TEXTO FORNECIDO:

^^^^

Deste modo, os credores da insolvência, quaisquer que sejam, devem reclamar a verificação dos seus créditos, nos termos do art. 128º do CIRE, e dentro do prazo assinalado na sentença declaratória da insolvência. E mesmo o credor que tenha já reconhecido o seu crédito por decisão definitiva “não está dispensado de o reclamar no processo de insolvência, se nele quiser obter pagamento, como resulta, expressamente, do disposto no nº 3 do art. 128.º”.


(…)


É, pois, evidente que de nada serve uma sentença proferida numa ação pendente, se o credor não reclamar o crédito no processo de insolvência na medida em que essa decisão não poderá ser dada execução para cumprimento coercivo, art.88º do CIRE.


(…)


O crédito que a Autora pretende fazer valer não configura uma dívida da massa insolvente, mas, na verdade, uma dívida do insolvente BES.


No caso em apreciação verificamos que a presente ação deu entrada em juízo no dia 27/07/2016, ou seja, depois da declaração de liquidação judicial do BES, foi instaurada contra, entre outros, a Massa Insolvente do BES, o crédito subjacente à anterior a referida de declaração judicial e, por último está alegado um acervo de factos que tipifica claramente a dívida como sendo do insolvente BES.


No dia 21/07/2016 foi proferido, no âmbito do processo nº 18588/16.2 T8LSB, despacho de prosseguimento, nos termos do art. 9º do Dec. Lei 199/2006, o qual foi publicado na plataforma citius, no dia 22 /07/2016, nesse despacho foi, além do mais fixado em 30 dias o prazo para reclamação de créditos, atr. 36º.,alinea j) do CIRE e 9º., nº 2 do Dec. Lei 199/2206.


(…)


Por conseguinte, não é admissível que um credor, em posição de dever reclamar o seu crédito na insolvência, não o reclamasse e, pudesse vir a exercer o seu direito em desrespeito pelos créditos que ali foram reconhecidos e graduados. Se tal fosse possível, estaria absolutamente comprometida a razão de ser e o fim último do processo de insolvência.


A Autora, enquanto credora do insolvente BES, apenas poderá exercer os seus direitos em conformidade com os preceitos do CIRE.


(…)


Existe erro na forma de processo quando há desconformidade entre a forma prevista na lei e a que foi escolhida pelo autor, em face do pedido formulado e da causa em que o sustenta.


Com já acima dissemos o pedido que a Autora pretende fazer valer correspondente a forma de processo de reclamação e verificação de créditos, existe erro na forma de processo que, por ser incompatível com a forma escolhida e a petição inicial completamente desajustada, insuscetível de sanação, determina a nulidade do processo nesta parte, com a consequente absolvição da ré Massa Insolvente da instância.


Deste modo julgo procedente a alegada exceção dilatória de nulidade relativamente à Massa Insolvente com a consequente absolvição da ré Massa Insolvente da instância, nos termos dos arts. 278º.nº 1, b) e 494., al. b), ambos do NCPC.


(…)”.





A.b - Quanto a saber se se verifica ou não uma exceção perentória inominada, geradora da ilegitimidade substantiva do demandado Novo Banco S.A. (decisão recorrida)


“ (…)

^^^^

ITENS:
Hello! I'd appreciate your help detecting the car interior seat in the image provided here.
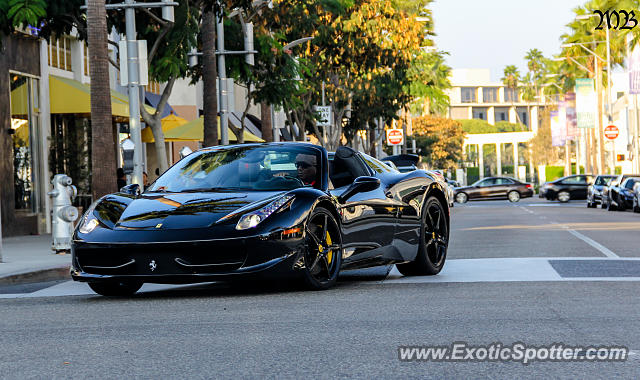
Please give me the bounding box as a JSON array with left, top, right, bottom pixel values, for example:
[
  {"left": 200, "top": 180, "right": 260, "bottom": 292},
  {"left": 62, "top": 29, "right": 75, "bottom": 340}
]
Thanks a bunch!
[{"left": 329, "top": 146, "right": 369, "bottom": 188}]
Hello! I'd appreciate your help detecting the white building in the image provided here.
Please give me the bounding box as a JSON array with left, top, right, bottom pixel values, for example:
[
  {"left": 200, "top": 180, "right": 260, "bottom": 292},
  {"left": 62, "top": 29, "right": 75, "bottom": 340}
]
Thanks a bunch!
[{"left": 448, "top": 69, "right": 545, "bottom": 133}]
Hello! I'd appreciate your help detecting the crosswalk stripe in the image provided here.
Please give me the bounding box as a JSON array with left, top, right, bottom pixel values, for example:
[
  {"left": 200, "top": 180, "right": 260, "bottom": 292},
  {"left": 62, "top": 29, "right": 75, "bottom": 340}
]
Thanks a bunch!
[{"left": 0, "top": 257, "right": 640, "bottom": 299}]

^^^^

TAREFAS A REALIZAR:
A - Em que dia deu entrada em juízo a presente ação, segundo o texto sobre a insolvência do BES?
B - Retome o texto sobre a insolvência do BES a partir do ponto em que termina.

RESPOSTAS AO EXERCÍCIO:
A - No dia 27/07/2016.

B -
A responsabilidade imputada pela Autora ao Banco Espirito Santo, S.A., consta da lista de “Passivos Excluídos” que não foram transferidos para o Novo Banco, S A, por força do disposto na Deliberação do BdP de 03.08.2014, na versão consolidada que consta em Anexo à deliberação relativa ao Perímetro, também, do BdP de 29.12.2015.


(…)


Por ser assim, a título de clarificação legislativa, pedida pelo Banco de Portugal, o Governo, através do Decreto-Lei nº140/2015, de 31 de julho, veio determinar que cumprimento das obrigações que não tenham sido transferidas para um adquirente ou para uma instituição de transição não é exigível à instituição objeto de resolução, com exceção daquelas que o Banco de Portugal determine ser indispensável para preservação e valorização do seu ativo”.


(…)


As deliberações de 29.12.2005 são uma mera precisão ou concretização da delimitação aludida na deliberação de 11.08.2014, a qual veio “clarificar e delimitar o teor do Anexo 2 da deliberação do mesmo Banco de Portugal de 03.08.2014.


(…)


A medida de resolução tomada pelo BdP e, bem assim, as clarificações e concretizações tomadas por tal instituição, a respeito do BES e do banco de transição - Novo Banco - criado apoio legal e não se nos afigura ofenderam normas constitucionais ou legais em vigor e, no que diz respeito às deliberações do Banco de Portugal, tomadas em 29.12.2015, denominadas “Contingência”, “Perímetro” e “Retransmissão”, configuram uma verdadeira “interpretação autêntica” do teor da medida de resolução, proferida pelo órgão competente da autoridade reguladora com poderes legais para o efeito.


(…)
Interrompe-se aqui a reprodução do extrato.